---------- THE DATA

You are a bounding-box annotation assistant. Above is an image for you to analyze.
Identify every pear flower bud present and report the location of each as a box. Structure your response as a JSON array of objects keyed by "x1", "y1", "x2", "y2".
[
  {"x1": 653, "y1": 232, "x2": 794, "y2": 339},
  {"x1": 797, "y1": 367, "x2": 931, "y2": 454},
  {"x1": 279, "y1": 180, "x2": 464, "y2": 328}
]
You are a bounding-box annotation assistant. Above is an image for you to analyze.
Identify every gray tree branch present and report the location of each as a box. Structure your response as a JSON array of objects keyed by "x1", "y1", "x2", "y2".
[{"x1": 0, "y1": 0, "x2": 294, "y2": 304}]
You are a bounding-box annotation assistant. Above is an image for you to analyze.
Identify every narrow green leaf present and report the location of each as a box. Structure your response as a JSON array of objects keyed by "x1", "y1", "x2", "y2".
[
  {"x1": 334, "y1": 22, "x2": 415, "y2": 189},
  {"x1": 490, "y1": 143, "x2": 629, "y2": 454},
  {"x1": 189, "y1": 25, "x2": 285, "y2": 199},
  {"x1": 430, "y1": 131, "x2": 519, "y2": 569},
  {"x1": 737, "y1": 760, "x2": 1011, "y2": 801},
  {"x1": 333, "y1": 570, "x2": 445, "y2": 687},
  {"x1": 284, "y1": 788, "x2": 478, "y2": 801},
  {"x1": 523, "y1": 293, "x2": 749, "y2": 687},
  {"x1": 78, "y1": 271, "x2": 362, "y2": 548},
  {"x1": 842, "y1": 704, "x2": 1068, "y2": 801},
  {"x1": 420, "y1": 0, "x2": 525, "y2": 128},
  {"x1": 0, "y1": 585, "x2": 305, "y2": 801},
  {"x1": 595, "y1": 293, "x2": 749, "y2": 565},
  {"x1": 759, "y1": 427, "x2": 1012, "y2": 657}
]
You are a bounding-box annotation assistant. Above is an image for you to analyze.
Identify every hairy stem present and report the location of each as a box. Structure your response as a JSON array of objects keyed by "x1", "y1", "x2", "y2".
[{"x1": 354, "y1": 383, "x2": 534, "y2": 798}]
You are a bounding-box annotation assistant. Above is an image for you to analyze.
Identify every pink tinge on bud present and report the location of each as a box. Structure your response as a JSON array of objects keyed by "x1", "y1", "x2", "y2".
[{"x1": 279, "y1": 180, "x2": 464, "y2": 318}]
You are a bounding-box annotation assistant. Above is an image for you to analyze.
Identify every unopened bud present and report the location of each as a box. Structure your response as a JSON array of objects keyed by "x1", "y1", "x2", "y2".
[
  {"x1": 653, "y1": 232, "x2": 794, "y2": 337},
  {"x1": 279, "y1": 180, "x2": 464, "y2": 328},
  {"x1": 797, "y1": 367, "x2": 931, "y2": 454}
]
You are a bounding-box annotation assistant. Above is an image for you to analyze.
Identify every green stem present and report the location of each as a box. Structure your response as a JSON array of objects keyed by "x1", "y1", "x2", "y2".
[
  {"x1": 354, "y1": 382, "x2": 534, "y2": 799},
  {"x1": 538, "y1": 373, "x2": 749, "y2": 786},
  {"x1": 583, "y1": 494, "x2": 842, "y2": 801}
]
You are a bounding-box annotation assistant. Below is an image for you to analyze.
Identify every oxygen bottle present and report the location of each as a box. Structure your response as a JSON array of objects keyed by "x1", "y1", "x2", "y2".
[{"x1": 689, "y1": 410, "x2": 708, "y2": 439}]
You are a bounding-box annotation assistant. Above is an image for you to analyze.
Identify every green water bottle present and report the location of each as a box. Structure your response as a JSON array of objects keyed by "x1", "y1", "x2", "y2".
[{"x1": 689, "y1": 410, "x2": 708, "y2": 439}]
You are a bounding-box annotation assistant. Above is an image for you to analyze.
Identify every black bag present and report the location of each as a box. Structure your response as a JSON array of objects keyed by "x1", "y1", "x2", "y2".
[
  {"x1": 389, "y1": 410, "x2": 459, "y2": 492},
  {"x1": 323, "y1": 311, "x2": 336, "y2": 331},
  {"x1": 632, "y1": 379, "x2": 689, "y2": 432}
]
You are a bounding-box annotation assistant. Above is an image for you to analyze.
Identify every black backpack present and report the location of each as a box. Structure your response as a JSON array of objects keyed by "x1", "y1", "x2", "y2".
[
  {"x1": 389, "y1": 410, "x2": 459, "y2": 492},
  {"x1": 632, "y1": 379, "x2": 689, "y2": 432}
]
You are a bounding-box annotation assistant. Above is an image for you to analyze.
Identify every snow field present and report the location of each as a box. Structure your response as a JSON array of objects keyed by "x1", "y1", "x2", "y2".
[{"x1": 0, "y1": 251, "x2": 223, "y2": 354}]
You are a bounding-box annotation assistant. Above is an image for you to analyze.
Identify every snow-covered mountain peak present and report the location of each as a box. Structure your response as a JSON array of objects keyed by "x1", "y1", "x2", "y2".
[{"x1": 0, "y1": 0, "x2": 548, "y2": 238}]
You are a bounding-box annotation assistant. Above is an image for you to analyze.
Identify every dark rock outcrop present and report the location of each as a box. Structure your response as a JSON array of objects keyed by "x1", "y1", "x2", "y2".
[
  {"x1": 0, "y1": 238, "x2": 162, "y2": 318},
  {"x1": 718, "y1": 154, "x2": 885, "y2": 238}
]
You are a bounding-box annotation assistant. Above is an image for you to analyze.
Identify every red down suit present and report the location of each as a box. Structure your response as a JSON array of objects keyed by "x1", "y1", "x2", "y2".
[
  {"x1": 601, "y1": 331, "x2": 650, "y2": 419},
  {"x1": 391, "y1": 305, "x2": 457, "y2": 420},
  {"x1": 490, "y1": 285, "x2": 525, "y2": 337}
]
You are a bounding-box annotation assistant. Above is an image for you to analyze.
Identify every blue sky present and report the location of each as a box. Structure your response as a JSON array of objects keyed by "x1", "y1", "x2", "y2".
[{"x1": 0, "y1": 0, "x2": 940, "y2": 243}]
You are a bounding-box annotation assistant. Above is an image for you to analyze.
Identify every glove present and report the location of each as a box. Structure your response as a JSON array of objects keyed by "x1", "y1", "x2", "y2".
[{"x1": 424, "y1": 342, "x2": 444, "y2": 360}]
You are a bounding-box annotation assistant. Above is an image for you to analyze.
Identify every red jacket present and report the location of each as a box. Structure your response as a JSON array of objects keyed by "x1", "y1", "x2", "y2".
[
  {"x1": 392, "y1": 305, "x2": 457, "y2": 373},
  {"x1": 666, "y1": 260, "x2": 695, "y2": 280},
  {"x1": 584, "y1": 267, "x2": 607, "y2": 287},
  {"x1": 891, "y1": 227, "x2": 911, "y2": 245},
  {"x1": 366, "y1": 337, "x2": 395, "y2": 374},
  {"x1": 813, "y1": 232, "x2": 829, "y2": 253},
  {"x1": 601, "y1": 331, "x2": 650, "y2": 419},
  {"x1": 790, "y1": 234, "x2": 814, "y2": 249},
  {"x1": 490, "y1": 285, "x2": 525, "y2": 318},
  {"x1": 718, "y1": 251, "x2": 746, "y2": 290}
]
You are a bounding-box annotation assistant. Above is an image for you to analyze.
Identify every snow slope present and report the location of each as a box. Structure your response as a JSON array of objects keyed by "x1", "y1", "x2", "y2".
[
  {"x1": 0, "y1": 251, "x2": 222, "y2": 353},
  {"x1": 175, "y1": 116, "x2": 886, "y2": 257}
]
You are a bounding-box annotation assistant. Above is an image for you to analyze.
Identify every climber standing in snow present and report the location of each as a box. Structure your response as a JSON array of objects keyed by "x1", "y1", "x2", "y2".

--------------------

Which lines of the records above contain the string "stem"? Show each of those lines in full.

Identify every hairy stem present and report the location of each as a box. Structure your response as a JSON array of objects keyed by "x1", "y1", "x2", "y2".
Identify every green stem present and report the location of each as a box. Structure your response as a JSON array of objects keyed by "x1", "y1", "x2", "y2".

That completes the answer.